**STATED TASK:**
Starting with the line that contains "The locator SHOULD return, for each instance of the sofa" and going on through the line that contains "x=184 y=254", lay out only those records below as a two-column CSV with the columns input and output. Give one row per record, putting its text and its answer each in a single quoted field, with line breaks replaced by spaces.

**SUPPLIED ENTRIES:**
┏━━

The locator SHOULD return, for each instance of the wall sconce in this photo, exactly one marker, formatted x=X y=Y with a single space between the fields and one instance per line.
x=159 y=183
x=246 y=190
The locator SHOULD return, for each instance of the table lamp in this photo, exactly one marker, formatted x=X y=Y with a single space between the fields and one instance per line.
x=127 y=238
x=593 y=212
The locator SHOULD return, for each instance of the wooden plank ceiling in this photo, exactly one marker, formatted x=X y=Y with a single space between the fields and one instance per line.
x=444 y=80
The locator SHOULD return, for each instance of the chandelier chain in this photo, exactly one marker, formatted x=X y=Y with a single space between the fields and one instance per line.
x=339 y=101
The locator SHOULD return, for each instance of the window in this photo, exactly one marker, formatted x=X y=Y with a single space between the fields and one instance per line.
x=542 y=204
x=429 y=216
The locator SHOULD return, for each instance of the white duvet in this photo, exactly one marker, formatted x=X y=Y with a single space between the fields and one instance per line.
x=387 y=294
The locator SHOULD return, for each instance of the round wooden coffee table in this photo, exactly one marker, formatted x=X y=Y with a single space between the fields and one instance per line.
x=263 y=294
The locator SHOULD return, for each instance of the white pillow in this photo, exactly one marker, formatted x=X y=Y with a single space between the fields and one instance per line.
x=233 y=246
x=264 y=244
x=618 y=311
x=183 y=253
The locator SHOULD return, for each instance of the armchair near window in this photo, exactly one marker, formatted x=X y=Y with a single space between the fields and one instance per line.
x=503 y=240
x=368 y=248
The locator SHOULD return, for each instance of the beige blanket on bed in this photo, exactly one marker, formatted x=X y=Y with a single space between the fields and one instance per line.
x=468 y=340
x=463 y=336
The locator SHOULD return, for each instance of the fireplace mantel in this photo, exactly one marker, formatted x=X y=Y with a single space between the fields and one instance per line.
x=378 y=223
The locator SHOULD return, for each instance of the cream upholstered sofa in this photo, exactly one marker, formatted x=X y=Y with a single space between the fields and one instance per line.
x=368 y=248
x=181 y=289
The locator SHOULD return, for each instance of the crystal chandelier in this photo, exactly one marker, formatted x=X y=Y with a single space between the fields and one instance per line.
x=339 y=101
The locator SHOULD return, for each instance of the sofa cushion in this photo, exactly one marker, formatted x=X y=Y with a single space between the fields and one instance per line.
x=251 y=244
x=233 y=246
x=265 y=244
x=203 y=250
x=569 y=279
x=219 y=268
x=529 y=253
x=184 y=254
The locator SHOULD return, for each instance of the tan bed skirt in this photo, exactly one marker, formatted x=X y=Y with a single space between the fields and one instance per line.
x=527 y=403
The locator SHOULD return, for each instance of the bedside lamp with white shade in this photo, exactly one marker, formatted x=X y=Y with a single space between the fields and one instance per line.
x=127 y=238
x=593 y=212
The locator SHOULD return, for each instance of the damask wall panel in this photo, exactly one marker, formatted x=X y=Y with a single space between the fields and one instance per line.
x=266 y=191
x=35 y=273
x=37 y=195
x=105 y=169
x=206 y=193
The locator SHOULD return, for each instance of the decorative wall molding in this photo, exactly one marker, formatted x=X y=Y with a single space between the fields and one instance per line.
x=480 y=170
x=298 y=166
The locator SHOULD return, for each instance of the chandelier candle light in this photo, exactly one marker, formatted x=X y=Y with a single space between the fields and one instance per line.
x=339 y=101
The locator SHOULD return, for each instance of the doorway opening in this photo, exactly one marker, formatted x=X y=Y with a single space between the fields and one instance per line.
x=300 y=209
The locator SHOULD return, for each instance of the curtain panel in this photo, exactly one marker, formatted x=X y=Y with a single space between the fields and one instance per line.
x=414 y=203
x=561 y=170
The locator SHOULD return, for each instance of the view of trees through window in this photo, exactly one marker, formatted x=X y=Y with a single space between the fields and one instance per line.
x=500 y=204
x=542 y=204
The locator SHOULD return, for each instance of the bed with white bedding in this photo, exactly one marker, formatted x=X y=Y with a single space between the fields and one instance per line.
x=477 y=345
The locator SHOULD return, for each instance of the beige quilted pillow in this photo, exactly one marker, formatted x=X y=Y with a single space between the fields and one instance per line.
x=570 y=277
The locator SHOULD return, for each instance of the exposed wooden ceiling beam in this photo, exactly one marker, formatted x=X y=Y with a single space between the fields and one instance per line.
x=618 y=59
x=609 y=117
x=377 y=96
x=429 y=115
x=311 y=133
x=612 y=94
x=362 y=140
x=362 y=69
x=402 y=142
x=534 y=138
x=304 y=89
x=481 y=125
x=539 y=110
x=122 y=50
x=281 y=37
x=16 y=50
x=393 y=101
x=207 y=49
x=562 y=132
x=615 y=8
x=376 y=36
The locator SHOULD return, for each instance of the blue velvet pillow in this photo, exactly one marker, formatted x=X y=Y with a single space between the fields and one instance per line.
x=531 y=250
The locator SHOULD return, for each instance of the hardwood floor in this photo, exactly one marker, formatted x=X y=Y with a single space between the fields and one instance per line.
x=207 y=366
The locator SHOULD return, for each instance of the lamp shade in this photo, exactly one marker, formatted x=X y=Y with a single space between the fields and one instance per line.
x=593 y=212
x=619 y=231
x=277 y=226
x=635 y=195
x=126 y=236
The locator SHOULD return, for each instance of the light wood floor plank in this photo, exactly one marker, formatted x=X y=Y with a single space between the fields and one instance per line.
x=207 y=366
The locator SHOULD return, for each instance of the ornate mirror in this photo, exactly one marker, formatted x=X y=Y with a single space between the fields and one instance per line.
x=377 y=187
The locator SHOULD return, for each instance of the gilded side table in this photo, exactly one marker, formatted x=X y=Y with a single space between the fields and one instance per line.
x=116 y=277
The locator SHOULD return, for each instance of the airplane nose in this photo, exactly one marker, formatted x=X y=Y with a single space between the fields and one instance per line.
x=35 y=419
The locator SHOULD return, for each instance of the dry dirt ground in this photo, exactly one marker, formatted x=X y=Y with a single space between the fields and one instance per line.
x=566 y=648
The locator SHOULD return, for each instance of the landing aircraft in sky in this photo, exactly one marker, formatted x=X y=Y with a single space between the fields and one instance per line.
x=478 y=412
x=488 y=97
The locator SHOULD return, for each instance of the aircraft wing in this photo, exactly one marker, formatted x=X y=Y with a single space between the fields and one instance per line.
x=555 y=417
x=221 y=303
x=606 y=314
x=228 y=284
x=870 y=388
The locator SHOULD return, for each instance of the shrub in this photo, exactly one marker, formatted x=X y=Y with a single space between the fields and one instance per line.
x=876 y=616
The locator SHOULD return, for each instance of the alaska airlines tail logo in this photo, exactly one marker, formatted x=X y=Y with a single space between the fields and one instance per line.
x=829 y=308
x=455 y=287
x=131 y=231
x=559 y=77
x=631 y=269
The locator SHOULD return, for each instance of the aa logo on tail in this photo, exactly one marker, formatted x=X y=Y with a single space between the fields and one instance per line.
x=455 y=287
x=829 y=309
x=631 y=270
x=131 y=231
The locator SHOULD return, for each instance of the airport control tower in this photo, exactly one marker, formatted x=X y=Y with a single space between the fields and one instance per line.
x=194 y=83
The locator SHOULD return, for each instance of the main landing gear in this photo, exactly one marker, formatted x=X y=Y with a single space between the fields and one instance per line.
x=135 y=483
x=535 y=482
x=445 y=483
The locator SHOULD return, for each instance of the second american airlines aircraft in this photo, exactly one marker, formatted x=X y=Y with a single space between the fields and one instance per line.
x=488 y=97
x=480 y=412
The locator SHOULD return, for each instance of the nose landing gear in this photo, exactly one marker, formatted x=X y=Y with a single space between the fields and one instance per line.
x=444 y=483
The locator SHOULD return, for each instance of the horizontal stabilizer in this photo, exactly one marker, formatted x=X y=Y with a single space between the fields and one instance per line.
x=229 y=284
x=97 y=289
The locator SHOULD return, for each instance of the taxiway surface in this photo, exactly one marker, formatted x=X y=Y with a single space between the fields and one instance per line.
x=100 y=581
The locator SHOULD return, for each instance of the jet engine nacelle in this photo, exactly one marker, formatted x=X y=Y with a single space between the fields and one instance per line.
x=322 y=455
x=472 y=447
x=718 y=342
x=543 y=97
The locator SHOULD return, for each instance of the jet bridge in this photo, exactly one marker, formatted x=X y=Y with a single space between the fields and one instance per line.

┗━━
┏━━

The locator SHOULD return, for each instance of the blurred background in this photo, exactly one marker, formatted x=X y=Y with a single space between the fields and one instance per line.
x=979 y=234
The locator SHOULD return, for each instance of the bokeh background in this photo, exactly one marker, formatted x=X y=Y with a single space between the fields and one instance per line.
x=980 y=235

┗━━

**THE OUTPUT:**
input,output
"The locator SHOULD return, for each instance of the sofa cushion in this photo, exactly one marker, formatted x=X y=Y with a single space between the fields and one instance per line.","x=251 y=244 x=233 y=246 x=265 y=244 x=203 y=250 x=569 y=279 x=219 y=268 x=529 y=253 x=184 y=254"